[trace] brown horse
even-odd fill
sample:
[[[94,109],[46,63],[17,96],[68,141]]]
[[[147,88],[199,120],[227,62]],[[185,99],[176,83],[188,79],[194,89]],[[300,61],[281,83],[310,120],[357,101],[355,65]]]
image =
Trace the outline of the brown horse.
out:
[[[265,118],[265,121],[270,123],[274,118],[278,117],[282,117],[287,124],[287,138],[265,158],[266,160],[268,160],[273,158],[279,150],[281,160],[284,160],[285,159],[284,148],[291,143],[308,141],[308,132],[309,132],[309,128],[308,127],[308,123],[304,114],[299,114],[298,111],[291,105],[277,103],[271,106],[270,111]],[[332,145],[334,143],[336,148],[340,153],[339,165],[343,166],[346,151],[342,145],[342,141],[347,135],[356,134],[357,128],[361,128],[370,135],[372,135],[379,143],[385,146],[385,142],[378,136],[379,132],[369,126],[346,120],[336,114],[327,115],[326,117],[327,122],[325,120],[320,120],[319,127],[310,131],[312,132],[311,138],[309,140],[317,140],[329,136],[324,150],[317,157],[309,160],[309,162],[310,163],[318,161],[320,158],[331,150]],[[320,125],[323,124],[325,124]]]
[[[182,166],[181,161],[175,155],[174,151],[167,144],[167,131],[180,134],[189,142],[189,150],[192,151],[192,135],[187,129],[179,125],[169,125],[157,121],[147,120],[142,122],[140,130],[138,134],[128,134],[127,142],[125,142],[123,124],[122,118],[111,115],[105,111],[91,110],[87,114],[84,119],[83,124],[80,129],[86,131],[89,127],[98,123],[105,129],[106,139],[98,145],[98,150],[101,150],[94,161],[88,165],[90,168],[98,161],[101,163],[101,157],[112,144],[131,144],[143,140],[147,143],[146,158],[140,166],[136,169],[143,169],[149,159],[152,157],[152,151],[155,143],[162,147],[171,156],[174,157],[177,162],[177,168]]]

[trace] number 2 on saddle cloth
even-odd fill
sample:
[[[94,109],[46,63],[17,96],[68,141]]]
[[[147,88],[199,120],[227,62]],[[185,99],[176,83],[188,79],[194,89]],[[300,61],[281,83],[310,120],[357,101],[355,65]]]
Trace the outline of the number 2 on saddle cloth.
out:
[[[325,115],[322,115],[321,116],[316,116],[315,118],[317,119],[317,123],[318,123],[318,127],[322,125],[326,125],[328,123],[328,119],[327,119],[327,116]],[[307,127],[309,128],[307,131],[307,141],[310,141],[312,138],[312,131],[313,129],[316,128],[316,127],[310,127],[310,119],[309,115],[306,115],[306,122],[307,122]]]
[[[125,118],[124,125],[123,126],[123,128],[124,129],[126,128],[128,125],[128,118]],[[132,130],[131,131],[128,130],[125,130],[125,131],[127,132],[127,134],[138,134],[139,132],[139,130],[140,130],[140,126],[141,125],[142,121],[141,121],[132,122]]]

○ ○ ○ ○

Render every line of the material above as a JSON list of strings, one string per line, leaving out blank lines.

* _Written response_
[
  "[trace] brown horse",
  "even-odd fill",
  "sample:",
  "[[[94,109],[46,63],[17,96],[68,141]]]",
  "[[[147,88],[199,120],[227,62]],[[185,99],[176,83],[188,79],[194,89]],[[300,61],[281,83],[310,120],[357,101],[355,65]]]",
  "image =",
  "Trace the outline of the brown horse.",
  "out:",
  "[[[265,118],[265,121],[270,123],[274,118],[278,117],[282,117],[287,124],[287,138],[265,158],[266,160],[268,160],[273,158],[279,150],[281,160],[284,160],[285,159],[284,148],[291,143],[308,141],[308,132],[309,132],[309,128],[308,127],[308,123],[304,114],[299,114],[298,111],[291,105],[277,103],[271,106],[270,111]],[[332,145],[334,143],[336,148],[340,153],[339,165],[343,166],[346,151],[342,145],[342,141],[347,135],[356,134],[357,128],[361,128],[370,135],[372,135],[379,143],[385,146],[385,142],[378,136],[379,132],[369,126],[346,120],[336,114],[327,115],[326,117],[327,122],[325,120],[320,120],[319,127],[310,131],[312,132],[311,138],[309,140],[317,140],[329,136],[324,150],[317,157],[309,160],[309,162],[310,163],[318,161],[320,158],[331,150]],[[320,125],[323,124],[325,124]]]",
  "[[[182,166],[181,161],[175,155],[174,151],[167,144],[167,131],[180,134],[189,142],[189,150],[192,151],[192,135],[187,129],[179,125],[169,125],[157,121],[147,120],[142,122],[140,130],[138,134],[128,134],[127,142],[125,142],[123,124],[122,118],[111,115],[105,111],[91,110],[87,114],[84,119],[83,124],[80,129],[86,131],[89,127],[98,123],[105,129],[106,139],[98,145],[98,150],[101,150],[94,161],[88,165],[90,168],[98,161],[101,163],[101,157],[112,144],[131,144],[143,140],[147,143],[146,158],[140,166],[136,169],[143,169],[149,159],[152,157],[152,151],[155,143],[162,147],[171,156],[174,157],[177,162],[177,168]]]",
  "[trace] number 2 on saddle cloth",
  "even-odd fill",
  "sample:",
  "[[[94,109],[46,63],[17,96],[68,141]]]",
  "[[[147,88],[199,120],[227,62]],[[185,99],[176,83],[188,79],[194,89]],[[300,61],[281,83],[310,120],[357,101],[355,65]]]",
  "Trace the outline of the number 2 on saddle cloth.",
  "out:",
  "[[[325,115],[322,115],[321,116],[316,116],[315,118],[317,119],[317,123],[318,123],[318,127],[322,125],[326,125],[328,123],[328,119],[327,119],[327,116]],[[307,127],[309,128],[307,131],[307,141],[310,141],[312,138],[312,131],[313,129],[316,128],[316,127],[310,127],[310,119],[309,115],[306,115],[306,122],[307,122]]]",
  "[[[125,118],[124,125],[123,126],[123,128],[124,129],[126,128],[128,125],[128,118]],[[132,130],[131,131],[128,130],[125,130],[125,131],[127,132],[127,134],[138,134],[139,132],[139,130],[140,130],[140,126],[141,125],[142,121],[141,121],[132,122]]]"
]